WORK REQUIRED: Retype everything in the text on anger and poetry, from "But anger consumes" down to "we waste it?", without changing a word.
------ EXCERPT ------
I WANNA say I want to laugh or shrug things off. All the grief and anger in the world. Need I be this dramatic? My family are all safe and peaceful. Yet many in this world are hurting so bad. I was a "protected" child and then I heard tempest on the radio in late 1960s and saw poorer kids frolicking in the mud then dining on one tiny can of sardines, a family of five--their tin can shanty of a house pummeled by typhoons months each year. Then their dad got shot because he complained a lot about his job. Made me not finish my dinner. Made me angry why mom and dad were fighting over stuff. Sleepless nights, cold nights even though the moon sweats. Poetry consoled me. I ran to the barrio for refuge. I became a journalist at 14. I never changed wherever I went. My poetry and words and art kept that anger at bay. And let joy gain into me like a dancing bonfire amidst a storm. Yet I still feel for the dead, wasted just like that. Still, it makes me angry.

          But anger consumes the remaining light of hope in us. Anger doesn't calm anger down, it fuels it. I just have to write through the night. Let anger go. And then smile in the morning as tall green trees outside the glass window facing my bed greet me with the blessings of life. Life is so precious and beautiful so why do we waste it?
------ DATASET SECTION ------
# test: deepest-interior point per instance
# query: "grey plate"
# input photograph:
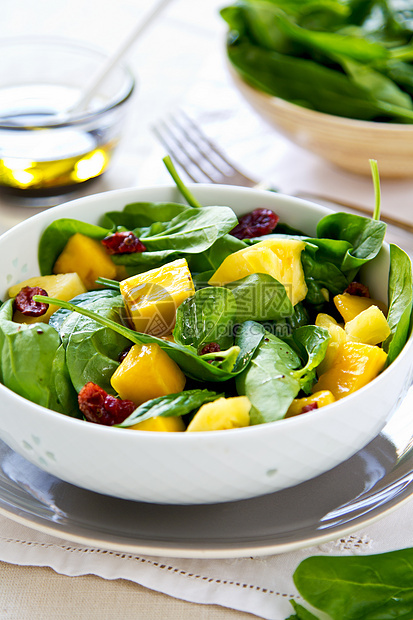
------
OUTPUT:
But anger consumes the remaining light of hope in us. Anger doesn't calm anger down, it fuels it. I just have to write through the night. Let anger go. And then smile in the morning as tall green trees outside the glass window facing my bed greet me with the blessings of life. Life is so precious and beautiful so why do we waste it?